**Exercise goal**
Count the lines of the data below that contain the string "field", treating uppercase and lowercase as distinct, and give only the number.

=== Data to use ===

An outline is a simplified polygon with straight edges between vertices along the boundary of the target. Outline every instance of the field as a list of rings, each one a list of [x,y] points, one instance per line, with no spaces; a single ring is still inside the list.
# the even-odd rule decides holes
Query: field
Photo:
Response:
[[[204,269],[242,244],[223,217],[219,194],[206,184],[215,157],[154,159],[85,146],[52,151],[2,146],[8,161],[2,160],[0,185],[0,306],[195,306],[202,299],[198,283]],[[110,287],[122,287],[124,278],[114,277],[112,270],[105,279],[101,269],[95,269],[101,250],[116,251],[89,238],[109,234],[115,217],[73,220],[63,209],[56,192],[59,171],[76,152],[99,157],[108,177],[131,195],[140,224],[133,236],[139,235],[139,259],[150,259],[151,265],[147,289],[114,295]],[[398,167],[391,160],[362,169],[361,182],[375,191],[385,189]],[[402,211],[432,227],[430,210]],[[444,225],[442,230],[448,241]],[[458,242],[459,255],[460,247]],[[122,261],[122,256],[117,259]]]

===

**Answer to the task**
2